### [Problem to work on]
List every line in the rows below that contains the word "television", copying each line word for word.

### [Exercise material]
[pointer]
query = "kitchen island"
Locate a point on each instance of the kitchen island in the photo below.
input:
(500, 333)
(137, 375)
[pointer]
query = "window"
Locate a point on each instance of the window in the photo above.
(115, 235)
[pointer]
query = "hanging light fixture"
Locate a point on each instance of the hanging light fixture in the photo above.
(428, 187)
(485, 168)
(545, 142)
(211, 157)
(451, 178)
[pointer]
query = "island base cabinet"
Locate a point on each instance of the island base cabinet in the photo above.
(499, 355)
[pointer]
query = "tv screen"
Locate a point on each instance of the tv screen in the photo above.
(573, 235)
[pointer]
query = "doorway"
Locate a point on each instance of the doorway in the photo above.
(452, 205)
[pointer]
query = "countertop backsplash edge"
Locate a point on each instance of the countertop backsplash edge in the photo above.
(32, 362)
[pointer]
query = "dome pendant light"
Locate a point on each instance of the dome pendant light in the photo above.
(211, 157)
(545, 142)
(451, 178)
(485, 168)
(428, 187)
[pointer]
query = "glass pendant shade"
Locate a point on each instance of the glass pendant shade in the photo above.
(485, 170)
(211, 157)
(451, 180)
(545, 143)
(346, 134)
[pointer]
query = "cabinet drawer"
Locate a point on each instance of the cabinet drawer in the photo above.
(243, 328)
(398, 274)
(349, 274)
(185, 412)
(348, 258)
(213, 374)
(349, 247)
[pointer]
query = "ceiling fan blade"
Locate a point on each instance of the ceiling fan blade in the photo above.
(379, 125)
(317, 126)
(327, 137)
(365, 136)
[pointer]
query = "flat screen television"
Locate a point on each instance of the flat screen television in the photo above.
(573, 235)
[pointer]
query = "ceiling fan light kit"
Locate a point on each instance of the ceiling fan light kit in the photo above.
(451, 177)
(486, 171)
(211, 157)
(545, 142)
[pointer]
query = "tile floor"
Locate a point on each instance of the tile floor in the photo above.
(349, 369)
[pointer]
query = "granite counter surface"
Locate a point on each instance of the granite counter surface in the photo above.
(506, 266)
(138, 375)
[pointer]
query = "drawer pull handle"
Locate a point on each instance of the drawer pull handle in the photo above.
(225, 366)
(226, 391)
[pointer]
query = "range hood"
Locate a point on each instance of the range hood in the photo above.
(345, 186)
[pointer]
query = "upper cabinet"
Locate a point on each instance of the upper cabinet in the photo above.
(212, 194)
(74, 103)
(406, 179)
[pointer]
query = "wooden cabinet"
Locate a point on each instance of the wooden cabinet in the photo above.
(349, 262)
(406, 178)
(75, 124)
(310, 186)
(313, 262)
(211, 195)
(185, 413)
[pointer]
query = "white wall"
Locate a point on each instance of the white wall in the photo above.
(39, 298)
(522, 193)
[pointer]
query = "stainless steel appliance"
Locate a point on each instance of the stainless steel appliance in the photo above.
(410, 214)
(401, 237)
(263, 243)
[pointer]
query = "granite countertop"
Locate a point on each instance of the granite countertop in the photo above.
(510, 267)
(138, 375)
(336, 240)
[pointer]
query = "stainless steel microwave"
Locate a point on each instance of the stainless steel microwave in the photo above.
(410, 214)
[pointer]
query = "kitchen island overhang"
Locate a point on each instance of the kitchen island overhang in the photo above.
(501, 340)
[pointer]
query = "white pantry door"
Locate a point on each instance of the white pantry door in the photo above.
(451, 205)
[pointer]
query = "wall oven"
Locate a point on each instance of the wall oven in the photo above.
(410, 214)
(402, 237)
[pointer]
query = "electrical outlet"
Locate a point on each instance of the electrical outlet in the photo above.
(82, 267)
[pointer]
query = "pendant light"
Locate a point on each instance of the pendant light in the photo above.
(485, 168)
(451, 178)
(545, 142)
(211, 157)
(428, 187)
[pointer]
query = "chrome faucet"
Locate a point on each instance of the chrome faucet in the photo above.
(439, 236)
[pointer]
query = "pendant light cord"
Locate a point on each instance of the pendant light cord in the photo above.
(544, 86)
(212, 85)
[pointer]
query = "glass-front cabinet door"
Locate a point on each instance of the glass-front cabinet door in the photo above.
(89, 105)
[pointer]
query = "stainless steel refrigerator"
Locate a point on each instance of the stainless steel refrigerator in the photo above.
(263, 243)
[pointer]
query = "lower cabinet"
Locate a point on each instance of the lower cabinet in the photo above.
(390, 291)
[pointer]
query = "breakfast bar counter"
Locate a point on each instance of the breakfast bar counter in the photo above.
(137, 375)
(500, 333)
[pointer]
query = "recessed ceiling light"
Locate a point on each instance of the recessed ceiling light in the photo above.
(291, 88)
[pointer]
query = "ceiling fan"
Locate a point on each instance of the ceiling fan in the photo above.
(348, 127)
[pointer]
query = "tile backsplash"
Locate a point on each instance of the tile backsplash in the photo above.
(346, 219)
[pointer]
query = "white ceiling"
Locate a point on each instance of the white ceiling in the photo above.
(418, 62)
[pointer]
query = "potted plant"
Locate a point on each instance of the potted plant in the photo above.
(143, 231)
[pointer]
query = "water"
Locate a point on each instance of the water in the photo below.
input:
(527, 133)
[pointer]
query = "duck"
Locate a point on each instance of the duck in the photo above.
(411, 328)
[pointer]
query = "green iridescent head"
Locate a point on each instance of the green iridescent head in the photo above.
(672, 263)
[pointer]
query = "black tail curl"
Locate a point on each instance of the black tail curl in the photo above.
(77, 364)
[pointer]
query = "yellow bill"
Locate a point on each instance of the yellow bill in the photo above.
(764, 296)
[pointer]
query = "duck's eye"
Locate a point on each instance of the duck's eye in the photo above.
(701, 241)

### [Result of this exercise]
query = "flat screen television"
Locate a point on each instance of the flat screen television in the photo above.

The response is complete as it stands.